== 阅读节选 ==

YarnChid的启动参数是在MapReduceChildJVM中配置的:

java 复制代码
public class MapReduceChildJVM {
  public static List<String> getVMCommand(
      InetSocketAddress taskAttemptListenerAddr, Task task, 
      JVMId jvmID) {

    TaskAttemptID attemptID = task.getTaskID();
    JobConf conf = task.conf;

    Vector<String> vargs = new Vector<String>(8);

    vargs.add(MRApps.crossPlatformifyMREnv(task.conf, Environment.JAVA_HOME)
        + "/bin/java");

    //......省略......

    vargs.add(YarnChild.class.getName());  // main of Child
    
    //......省略......

    return vargsFinal;
  }
}

YarnChid启动后会启动MapTask或者ReduceTask

四、调用细节(源码跟读)

===
== 所给数据 ==

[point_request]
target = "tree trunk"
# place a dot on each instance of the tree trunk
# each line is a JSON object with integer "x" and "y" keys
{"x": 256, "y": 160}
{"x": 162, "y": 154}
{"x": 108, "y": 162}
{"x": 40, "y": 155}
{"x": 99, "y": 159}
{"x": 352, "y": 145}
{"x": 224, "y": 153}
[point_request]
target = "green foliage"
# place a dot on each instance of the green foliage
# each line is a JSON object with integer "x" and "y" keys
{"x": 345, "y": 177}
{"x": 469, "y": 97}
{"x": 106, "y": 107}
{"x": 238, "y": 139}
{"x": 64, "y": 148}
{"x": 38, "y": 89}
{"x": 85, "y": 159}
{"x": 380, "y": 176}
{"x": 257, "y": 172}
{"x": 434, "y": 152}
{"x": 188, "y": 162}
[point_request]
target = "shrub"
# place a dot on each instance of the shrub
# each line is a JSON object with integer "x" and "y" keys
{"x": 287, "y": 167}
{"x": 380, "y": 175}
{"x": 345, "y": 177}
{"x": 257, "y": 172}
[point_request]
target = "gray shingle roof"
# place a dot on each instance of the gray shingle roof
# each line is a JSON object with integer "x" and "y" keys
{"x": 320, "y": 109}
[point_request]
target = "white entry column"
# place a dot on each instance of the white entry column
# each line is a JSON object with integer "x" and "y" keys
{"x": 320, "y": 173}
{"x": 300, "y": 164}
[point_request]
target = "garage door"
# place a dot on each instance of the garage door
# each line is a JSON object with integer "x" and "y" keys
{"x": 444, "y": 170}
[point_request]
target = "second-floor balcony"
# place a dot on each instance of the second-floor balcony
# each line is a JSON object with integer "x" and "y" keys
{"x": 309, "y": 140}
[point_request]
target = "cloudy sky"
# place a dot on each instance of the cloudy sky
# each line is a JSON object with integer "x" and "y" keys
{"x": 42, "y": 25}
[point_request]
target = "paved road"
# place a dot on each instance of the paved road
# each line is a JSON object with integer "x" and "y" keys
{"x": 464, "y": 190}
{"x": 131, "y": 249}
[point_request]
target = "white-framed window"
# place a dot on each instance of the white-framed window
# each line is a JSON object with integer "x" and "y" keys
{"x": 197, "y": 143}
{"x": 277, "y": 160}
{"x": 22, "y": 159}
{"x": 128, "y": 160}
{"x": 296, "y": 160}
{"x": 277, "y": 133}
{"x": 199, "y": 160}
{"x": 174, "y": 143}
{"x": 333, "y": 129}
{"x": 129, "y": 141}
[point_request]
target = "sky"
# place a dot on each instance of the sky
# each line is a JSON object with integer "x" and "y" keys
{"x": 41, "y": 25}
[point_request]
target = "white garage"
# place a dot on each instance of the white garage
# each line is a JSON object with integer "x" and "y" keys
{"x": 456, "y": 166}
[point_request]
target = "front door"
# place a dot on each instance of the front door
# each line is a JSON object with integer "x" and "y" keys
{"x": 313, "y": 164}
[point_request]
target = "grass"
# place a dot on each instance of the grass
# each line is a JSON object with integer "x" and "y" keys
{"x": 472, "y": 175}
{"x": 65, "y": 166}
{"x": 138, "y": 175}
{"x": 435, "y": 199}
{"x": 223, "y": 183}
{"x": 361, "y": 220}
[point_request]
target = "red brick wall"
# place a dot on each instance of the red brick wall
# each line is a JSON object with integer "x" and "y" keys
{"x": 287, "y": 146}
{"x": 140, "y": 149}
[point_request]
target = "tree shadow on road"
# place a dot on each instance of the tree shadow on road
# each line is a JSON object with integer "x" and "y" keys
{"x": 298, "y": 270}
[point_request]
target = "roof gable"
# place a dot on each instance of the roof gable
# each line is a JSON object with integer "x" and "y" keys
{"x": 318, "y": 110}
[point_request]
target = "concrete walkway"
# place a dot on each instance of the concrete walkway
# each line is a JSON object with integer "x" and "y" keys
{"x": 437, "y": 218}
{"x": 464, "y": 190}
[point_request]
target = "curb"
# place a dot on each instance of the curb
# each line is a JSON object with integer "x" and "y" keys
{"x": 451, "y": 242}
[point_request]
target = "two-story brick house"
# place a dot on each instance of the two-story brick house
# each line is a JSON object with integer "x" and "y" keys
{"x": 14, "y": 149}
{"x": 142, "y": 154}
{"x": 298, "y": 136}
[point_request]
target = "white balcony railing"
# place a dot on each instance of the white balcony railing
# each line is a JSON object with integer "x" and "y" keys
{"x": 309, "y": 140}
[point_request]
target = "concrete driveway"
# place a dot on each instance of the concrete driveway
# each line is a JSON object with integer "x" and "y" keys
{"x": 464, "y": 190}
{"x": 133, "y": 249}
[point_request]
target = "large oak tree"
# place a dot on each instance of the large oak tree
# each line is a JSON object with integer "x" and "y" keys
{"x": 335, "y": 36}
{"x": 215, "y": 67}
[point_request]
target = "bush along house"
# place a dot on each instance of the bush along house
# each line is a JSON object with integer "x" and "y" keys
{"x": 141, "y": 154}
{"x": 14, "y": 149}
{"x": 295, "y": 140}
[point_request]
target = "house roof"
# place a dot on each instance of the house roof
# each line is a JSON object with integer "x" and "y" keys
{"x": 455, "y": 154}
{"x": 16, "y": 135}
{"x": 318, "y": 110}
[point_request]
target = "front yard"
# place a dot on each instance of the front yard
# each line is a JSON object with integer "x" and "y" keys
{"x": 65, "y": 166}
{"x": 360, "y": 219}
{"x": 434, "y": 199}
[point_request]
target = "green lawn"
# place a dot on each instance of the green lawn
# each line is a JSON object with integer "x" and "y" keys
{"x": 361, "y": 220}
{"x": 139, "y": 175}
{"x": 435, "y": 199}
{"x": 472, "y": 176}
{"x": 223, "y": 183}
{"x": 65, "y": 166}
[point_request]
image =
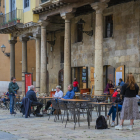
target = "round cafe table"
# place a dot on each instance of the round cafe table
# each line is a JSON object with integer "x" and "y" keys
{"x": 105, "y": 104}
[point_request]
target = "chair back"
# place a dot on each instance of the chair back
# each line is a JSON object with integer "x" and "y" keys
{"x": 55, "y": 104}
{"x": 62, "y": 105}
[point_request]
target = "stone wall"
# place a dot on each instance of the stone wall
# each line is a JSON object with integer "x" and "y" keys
{"x": 121, "y": 49}
{"x": 54, "y": 65}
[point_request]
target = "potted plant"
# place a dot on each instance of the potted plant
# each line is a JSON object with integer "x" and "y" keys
{"x": 18, "y": 20}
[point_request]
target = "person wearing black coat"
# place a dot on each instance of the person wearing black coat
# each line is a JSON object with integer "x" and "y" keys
{"x": 113, "y": 108}
{"x": 32, "y": 96}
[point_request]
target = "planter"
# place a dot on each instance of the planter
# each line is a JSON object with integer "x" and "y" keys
{"x": 18, "y": 21}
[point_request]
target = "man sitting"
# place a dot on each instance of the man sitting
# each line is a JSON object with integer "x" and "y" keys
{"x": 32, "y": 96}
{"x": 58, "y": 94}
{"x": 70, "y": 94}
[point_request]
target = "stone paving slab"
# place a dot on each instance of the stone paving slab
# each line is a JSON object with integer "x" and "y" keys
{"x": 41, "y": 129}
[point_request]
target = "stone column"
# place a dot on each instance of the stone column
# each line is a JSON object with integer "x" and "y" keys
{"x": 24, "y": 62}
{"x": 43, "y": 82}
{"x": 67, "y": 51}
{"x": 12, "y": 58}
{"x": 38, "y": 46}
{"x": 99, "y": 7}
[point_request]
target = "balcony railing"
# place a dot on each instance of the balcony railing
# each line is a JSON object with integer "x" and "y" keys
{"x": 44, "y": 2}
{"x": 11, "y": 18}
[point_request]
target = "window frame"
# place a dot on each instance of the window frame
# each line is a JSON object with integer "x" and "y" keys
{"x": 26, "y": 9}
{"x": 26, "y": 2}
{"x": 79, "y": 39}
{"x": 105, "y": 26}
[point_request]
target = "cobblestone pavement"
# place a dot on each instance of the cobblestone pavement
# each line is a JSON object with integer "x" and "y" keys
{"x": 19, "y": 128}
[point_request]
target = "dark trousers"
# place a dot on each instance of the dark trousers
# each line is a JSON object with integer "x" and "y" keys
{"x": 39, "y": 106}
{"x": 48, "y": 105}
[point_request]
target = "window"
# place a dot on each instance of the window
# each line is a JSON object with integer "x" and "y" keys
{"x": 108, "y": 26}
{"x": 79, "y": 32}
{"x": 26, "y": 3}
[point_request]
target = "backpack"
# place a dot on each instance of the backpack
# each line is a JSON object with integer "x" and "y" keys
{"x": 101, "y": 123}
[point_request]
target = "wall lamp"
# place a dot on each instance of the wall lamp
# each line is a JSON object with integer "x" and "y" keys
{"x": 90, "y": 33}
{"x": 3, "y": 48}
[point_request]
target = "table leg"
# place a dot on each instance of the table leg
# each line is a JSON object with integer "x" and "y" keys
{"x": 117, "y": 113}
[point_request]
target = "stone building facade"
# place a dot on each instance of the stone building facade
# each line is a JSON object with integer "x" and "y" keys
{"x": 96, "y": 35}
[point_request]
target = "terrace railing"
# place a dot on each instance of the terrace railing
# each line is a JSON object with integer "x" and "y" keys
{"x": 12, "y": 18}
{"x": 43, "y": 1}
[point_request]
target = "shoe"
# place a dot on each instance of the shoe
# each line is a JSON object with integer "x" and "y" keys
{"x": 39, "y": 115}
{"x": 106, "y": 117}
{"x": 118, "y": 127}
{"x": 130, "y": 127}
{"x": 113, "y": 124}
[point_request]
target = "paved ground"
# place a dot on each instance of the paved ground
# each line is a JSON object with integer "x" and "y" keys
{"x": 19, "y": 128}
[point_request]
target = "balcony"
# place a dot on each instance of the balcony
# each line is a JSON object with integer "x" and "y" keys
{"x": 11, "y": 19}
{"x": 44, "y": 3}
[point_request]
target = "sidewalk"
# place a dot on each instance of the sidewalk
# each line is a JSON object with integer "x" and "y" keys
{"x": 19, "y": 128}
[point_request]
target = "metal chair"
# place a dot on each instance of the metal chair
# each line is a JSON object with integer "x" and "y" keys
{"x": 63, "y": 106}
{"x": 55, "y": 106}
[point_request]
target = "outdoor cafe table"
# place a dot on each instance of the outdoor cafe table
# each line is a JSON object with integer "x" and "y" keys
{"x": 75, "y": 100}
{"x": 105, "y": 104}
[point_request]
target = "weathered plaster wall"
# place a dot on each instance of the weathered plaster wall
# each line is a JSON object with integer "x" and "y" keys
{"x": 121, "y": 49}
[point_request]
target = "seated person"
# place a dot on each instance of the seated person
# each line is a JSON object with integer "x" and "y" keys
{"x": 58, "y": 94}
{"x": 6, "y": 98}
{"x": 32, "y": 96}
{"x": 116, "y": 92}
{"x": 113, "y": 108}
{"x": 70, "y": 94}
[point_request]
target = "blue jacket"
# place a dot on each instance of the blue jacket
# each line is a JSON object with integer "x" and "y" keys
{"x": 69, "y": 95}
{"x": 31, "y": 95}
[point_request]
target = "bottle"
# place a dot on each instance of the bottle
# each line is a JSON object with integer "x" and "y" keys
{"x": 108, "y": 100}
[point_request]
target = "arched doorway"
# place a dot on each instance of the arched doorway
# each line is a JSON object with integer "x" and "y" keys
{"x": 61, "y": 78}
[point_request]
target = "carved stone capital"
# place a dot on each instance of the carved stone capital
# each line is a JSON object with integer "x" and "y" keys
{"x": 100, "y": 6}
{"x": 67, "y": 16}
{"x": 12, "y": 41}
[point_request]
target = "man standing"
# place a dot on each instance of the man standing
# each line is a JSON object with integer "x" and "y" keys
{"x": 13, "y": 87}
{"x": 70, "y": 94}
{"x": 32, "y": 96}
{"x": 58, "y": 94}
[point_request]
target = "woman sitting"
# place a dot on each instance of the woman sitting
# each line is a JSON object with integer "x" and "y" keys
{"x": 108, "y": 86}
{"x": 113, "y": 108}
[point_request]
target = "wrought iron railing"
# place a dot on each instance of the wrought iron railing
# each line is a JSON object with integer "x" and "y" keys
{"x": 43, "y": 1}
{"x": 12, "y": 18}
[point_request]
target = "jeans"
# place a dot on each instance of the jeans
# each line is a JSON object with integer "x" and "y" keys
{"x": 113, "y": 111}
{"x": 12, "y": 97}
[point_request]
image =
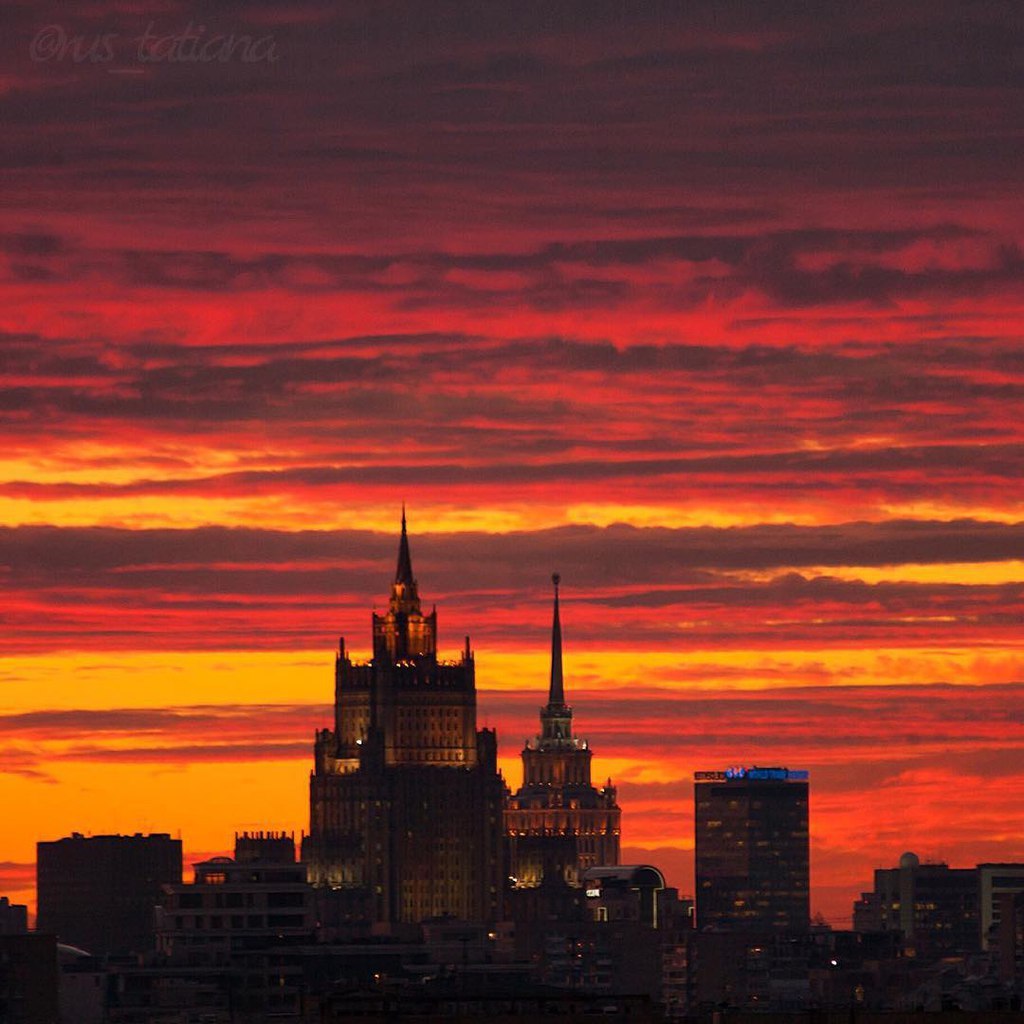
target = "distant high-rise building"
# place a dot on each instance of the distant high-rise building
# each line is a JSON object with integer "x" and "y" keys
{"x": 13, "y": 918}
{"x": 406, "y": 799}
{"x": 99, "y": 893}
{"x": 558, "y": 824}
{"x": 753, "y": 849}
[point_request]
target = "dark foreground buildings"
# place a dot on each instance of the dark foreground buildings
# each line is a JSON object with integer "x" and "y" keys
{"x": 558, "y": 824}
{"x": 406, "y": 799}
{"x": 752, "y": 850}
{"x": 99, "y": 892}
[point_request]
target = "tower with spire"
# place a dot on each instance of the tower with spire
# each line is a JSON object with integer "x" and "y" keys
{"x": 558, "y": 824}
{"x": 406, "y": 798}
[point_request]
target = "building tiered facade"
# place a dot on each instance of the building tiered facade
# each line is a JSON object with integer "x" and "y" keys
{"x": 406, "y": 798}
{"x": 558, "y": 824}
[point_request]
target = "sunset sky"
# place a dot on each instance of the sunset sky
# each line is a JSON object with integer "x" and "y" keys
{"x": 713, "y": 307}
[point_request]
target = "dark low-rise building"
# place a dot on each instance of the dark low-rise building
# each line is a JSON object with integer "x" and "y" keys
{"x": 99, "y": 893}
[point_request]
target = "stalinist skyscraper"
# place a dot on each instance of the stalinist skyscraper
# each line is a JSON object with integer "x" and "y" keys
{"x": 558, "y": 824}
{"x": 406, "y": 799}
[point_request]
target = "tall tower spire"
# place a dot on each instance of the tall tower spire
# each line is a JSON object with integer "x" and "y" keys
{"x": 556, "y": 691}
{"x": 556, "y": 717}
{"x": 404, "y": 632}
{"x": 403, "y": 573}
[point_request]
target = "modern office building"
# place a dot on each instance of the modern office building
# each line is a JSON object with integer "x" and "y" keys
{"x": 558, "y": 824}
{"x": 993, "y": 882}
{"x": 406, "y": 799}
{"x": 99, "y": 893}
{"x": 752, "y": 849}
{"x": 935, "y": 906}
{"x": 236, "y": 929}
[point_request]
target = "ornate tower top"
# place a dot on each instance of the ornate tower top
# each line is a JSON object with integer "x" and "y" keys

===

待办事项:
1. 这句话在阅读节选中怎么译成英文：“YarnChid启动后会启动MapTask或者ReduceTask”？
2. 根据阅读节选回答：
(a) YarnChid的启动参数是在哪个类中配置的？
(b) 在JAVA_HOME之后拼接的路径是什么？
(c) getVMCommand方法最后返回的变量叫什么？

完整答案:
1. After YarnChid starts, it launches a MapTask or a ReduceTask.

2.
(a) MapReduceChildJVM
(b) /bin/java
(c) vargsFinal